= Task item =
Among the records below, find each line that includes the string "bare" and copy it.

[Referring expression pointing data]
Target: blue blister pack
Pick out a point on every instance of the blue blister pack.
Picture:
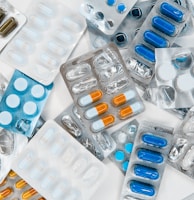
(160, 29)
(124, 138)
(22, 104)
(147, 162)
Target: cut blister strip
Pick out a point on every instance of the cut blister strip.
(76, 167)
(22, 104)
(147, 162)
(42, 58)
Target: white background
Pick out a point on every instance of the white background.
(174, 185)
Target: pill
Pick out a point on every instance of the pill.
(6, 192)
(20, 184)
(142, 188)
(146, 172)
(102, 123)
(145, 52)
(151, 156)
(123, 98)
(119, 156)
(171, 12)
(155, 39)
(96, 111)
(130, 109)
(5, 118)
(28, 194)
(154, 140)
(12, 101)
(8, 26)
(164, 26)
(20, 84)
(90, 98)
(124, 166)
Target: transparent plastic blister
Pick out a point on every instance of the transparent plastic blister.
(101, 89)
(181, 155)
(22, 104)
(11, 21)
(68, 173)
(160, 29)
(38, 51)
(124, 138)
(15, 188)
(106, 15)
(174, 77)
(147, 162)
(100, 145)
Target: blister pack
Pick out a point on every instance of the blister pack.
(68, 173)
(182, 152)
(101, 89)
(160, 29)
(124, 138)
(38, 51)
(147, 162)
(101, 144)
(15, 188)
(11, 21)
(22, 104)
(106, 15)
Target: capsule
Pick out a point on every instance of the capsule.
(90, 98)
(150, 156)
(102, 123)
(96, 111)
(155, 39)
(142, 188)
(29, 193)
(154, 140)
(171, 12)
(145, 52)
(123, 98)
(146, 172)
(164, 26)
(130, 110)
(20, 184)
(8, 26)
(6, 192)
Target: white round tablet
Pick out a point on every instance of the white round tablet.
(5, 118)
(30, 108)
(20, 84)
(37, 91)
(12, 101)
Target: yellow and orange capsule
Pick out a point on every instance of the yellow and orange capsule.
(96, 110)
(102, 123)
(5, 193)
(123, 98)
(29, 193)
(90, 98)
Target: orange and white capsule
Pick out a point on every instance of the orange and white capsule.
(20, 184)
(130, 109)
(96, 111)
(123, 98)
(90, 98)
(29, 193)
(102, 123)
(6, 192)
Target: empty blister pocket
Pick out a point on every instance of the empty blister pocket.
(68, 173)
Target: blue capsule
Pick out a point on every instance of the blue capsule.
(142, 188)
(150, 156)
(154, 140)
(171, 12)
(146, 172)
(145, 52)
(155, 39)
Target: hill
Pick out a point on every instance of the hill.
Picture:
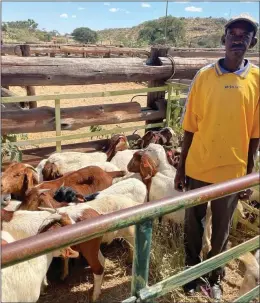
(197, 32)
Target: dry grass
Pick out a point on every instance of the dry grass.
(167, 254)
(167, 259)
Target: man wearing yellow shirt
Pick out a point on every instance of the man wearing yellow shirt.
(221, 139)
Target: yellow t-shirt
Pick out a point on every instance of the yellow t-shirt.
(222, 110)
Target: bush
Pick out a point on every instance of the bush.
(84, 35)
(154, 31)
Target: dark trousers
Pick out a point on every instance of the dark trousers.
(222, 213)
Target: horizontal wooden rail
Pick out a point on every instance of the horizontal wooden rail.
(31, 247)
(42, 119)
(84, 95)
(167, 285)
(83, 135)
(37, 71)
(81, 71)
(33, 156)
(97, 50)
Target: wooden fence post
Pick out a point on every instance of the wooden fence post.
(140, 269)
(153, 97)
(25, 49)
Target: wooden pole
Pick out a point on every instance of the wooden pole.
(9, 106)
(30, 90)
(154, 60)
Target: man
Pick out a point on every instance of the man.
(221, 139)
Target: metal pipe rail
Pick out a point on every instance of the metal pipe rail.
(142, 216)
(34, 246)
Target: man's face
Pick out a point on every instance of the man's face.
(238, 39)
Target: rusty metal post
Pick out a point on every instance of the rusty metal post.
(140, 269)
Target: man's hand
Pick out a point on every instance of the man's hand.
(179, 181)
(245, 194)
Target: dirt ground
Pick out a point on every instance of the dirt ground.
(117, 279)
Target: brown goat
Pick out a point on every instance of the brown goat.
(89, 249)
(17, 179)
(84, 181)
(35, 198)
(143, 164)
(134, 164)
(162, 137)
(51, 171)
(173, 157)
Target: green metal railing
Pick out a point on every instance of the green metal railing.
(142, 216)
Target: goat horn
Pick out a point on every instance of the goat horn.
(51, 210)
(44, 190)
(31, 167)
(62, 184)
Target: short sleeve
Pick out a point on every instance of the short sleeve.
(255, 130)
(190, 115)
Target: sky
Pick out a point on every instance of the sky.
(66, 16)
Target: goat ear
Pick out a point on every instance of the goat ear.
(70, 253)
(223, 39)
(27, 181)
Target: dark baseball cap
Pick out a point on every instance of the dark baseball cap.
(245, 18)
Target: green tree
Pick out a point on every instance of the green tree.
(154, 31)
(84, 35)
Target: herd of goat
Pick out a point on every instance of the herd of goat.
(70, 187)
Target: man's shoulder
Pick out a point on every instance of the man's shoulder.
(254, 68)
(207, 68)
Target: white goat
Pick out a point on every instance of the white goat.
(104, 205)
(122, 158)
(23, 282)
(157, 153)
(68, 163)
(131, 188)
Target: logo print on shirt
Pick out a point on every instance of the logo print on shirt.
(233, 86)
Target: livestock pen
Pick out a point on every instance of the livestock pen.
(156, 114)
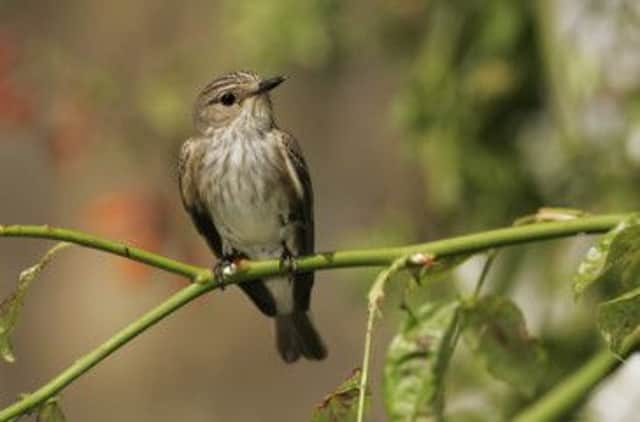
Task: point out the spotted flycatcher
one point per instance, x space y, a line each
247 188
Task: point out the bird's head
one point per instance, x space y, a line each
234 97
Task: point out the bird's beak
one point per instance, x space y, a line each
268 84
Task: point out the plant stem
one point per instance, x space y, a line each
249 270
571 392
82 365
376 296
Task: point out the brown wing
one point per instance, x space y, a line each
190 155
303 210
---
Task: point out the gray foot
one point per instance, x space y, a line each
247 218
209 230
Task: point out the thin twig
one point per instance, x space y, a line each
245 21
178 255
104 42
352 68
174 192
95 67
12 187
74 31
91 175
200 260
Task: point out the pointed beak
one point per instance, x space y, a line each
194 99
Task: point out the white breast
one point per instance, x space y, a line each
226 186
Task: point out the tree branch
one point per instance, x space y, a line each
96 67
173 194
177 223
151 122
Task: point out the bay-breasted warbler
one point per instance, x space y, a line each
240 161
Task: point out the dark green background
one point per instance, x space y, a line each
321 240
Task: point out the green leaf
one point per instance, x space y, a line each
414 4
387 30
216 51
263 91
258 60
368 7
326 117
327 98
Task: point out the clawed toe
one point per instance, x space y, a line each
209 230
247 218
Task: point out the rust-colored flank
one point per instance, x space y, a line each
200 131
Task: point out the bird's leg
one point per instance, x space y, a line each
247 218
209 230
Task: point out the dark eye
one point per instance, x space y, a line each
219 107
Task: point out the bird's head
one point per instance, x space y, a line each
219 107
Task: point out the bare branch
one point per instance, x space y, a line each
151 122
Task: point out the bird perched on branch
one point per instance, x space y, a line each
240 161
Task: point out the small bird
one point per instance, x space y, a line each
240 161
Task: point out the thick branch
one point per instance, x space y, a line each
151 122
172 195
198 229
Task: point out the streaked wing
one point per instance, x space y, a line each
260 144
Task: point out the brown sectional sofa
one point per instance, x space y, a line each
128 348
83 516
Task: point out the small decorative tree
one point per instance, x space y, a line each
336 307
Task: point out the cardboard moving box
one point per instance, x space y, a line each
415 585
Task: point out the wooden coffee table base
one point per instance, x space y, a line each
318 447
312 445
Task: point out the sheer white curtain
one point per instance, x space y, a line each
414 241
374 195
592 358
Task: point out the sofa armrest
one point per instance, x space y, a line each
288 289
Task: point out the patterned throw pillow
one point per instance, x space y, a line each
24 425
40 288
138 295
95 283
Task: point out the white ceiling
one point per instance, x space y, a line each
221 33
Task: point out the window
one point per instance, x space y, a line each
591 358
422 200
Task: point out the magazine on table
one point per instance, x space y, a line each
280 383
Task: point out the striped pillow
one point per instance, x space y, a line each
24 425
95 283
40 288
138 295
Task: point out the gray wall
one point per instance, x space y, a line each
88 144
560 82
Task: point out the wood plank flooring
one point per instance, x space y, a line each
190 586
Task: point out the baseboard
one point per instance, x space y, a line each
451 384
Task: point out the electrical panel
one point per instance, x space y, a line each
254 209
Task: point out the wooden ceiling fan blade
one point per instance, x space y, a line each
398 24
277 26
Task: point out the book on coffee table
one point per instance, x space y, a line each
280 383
...
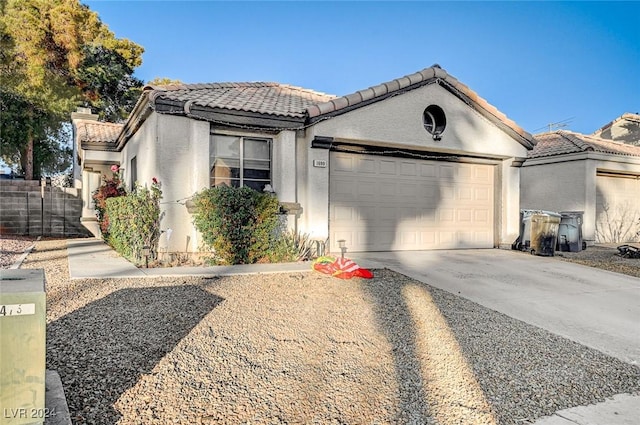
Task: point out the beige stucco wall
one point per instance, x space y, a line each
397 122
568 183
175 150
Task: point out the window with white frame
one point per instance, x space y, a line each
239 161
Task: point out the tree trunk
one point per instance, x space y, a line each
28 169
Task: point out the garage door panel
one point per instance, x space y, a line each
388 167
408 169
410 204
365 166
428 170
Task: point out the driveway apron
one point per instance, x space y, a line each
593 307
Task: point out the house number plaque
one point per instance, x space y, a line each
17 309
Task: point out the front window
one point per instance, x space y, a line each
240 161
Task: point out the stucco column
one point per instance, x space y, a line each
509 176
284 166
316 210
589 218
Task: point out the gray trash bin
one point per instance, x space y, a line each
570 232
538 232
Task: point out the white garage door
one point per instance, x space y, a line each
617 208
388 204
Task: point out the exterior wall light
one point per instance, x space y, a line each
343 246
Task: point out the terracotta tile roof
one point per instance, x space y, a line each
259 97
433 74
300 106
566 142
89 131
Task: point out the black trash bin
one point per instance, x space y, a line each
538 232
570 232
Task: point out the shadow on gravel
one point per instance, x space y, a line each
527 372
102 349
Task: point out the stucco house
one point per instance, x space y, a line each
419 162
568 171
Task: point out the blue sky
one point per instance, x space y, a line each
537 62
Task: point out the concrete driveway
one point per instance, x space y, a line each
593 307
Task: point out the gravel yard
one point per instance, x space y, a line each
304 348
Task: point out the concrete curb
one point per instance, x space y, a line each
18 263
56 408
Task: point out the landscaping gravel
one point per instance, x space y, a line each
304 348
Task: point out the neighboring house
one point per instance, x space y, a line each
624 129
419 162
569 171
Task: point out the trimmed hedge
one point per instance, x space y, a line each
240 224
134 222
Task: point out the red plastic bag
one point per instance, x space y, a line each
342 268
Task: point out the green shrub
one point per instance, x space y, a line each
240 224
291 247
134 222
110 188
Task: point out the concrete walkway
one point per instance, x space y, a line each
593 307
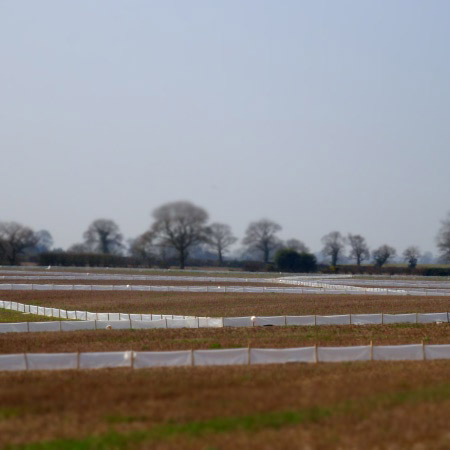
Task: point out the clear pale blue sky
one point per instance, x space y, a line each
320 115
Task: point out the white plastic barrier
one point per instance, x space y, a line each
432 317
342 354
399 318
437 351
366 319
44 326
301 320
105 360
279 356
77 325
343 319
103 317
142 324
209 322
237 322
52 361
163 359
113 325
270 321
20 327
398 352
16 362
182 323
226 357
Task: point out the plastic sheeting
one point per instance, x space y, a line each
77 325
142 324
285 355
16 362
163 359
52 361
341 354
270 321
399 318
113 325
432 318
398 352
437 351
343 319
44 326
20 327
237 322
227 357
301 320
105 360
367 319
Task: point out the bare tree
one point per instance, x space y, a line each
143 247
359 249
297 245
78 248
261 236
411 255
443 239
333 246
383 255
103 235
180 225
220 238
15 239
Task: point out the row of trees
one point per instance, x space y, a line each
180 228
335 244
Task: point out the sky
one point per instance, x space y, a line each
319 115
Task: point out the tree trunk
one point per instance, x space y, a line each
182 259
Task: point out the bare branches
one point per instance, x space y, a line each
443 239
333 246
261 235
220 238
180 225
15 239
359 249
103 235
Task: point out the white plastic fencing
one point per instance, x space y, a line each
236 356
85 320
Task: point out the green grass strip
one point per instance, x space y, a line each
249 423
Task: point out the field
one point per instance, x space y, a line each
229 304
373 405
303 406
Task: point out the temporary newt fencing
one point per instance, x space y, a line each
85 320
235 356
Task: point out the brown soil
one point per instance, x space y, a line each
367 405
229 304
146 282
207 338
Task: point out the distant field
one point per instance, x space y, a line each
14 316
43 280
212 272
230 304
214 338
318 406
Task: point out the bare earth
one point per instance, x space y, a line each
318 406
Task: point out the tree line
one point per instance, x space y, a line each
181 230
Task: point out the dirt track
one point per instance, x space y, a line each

= Worked solution =
Task: point out the bare branch
Task: point out the bare tree
Task: point out the bare branches
Task: point out the bare earth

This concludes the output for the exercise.